Sunday, February 15, 2009

Ouroboros



Above is a depiction of the Mayan sky god Quetzalcoatl,the feathered serpent.
In pre-Columbian Central America Quetzalcoatl was sometimes depicted as biting its own tail. The Ouroboros, "tail-devouring snake"is an ancient symbol depicting a serpent or dragon swallowing its own tail and forming a circle. Ouroboros symbolism is seen reoccurring across many cultures, in different forms, from Europe to the Amazon.

The Ouroboros often represents self-reflexivity or cyclicality, especially in the sense of something constantly re-creating itself, the eternal return. Jeremy Narby makes the parallel comparison here with the replicating nature of DNA.



Carl Jung
interpreted the Ouroboros as having an archetypical significance to the human psyche.



In Gnosticism, this serpent symbolized eternity and the soul of the world.

● **Tasks and exercises**
• 1. Could you copy the portion of the Ouroboros post that begins with the words "Above is a depiction" and ends with "of the world.", word for word?
• 2. According to the Ouroboros post, why does the Mayan sky god Quetzalcoatl belong in a discussion of the Ouroboros? Answer in one to three sentences.
• 3. What might come next in the Ouroboros post? Continue it from its final sentence.

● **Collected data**

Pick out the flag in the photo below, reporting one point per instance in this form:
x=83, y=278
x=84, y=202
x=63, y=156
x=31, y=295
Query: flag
---
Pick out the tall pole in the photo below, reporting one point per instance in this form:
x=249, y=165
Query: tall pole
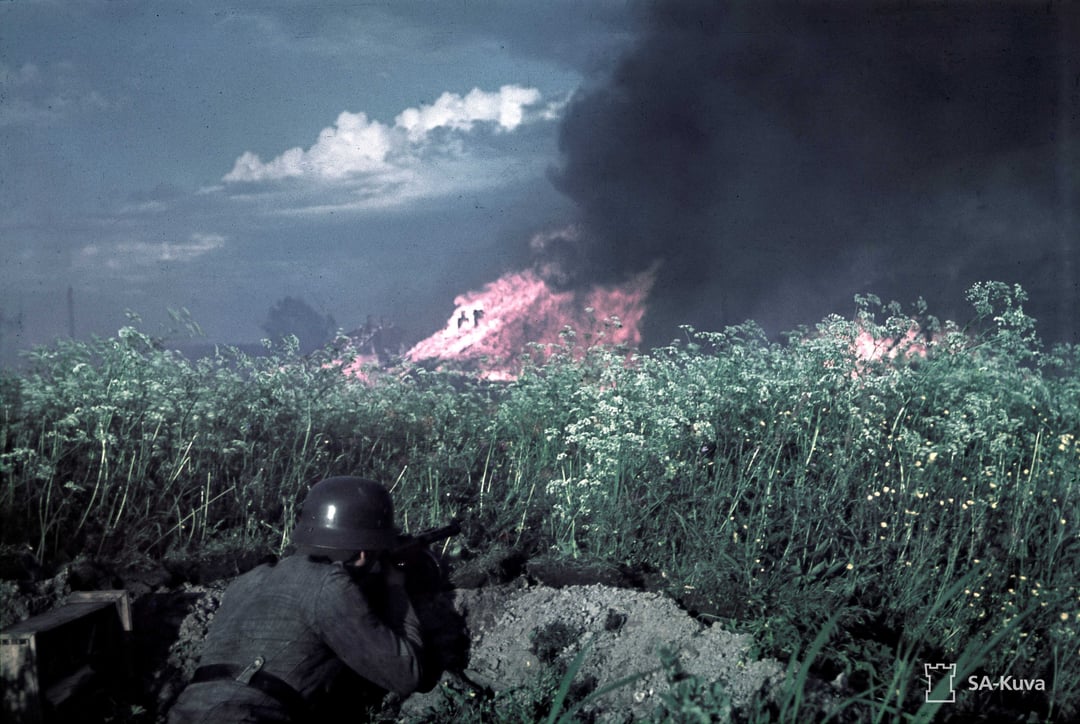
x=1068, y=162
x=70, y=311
---
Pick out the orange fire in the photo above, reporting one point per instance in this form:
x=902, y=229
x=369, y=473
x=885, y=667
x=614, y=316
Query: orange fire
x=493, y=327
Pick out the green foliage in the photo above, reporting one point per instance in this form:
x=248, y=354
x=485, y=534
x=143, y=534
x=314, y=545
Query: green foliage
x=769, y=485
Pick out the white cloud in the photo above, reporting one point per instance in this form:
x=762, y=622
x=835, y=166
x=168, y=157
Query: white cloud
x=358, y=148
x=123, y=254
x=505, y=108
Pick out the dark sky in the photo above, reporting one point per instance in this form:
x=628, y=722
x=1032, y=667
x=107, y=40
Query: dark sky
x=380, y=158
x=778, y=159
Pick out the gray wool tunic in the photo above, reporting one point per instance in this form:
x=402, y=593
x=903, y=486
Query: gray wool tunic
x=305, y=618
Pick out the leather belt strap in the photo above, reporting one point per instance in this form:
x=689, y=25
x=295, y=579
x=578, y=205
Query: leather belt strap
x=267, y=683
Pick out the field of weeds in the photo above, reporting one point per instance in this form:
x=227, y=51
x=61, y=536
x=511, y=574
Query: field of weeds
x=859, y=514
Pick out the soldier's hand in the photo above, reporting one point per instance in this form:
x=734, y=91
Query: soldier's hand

● **Answers**
• 1.
Above is a depiction of the Mayan sky god Quetzalcoatl,the feathered serpent.
In pre-Columbian Central America Quetzalcoatl was sometimes depicted as biting its own tail. The Ouroboros, "tail-devouring snake"is an ancient symbol depicting a serpent or dragon swallowing its own tail and forming a circle. Ouroboros symbolism is seen reoccurring across many cultures, in different forms, from Europe to the Amazon.

The Ouroboros often represents self-reflexivity or cyclicality, especially in the sense of something constantly re-creating itself, the eternal return. Jeremy Narby makes the parallel comparison here with the replicating nature of DNA.



Carl Jung
interpreted the Ouroboros as having an archetypical significance to the human psyche.



In Gnosticism, this serpent symbolized eternity and the soul of the world.

• 2. In pre-Columbian Central America, Quetzalcoatl, the feathered serpent, was sometimes depicted biting its own tail. That matches the Ouroboros, a serpent or dragon swallowing its own tail and forming a circle.

• 3.
In Norse mythology, the ouroboros appears as the serpent Jörmungandr, one of the three children of Loki and Angrboda, who grew so large that it could encircle the world and grasp its tail in its teeth.




The organic chemist August Kekulé claimed that a ring in the shape of Ouroboros that he saw in a dream inspired him in his discovery of the structure of benzene.He said that he had discovered the ring shape of the benzene molecule after having a day-dream of a snake seizing its own tail. This vision, he said, came to him after years of studying the nature of carbon-carbon bonds.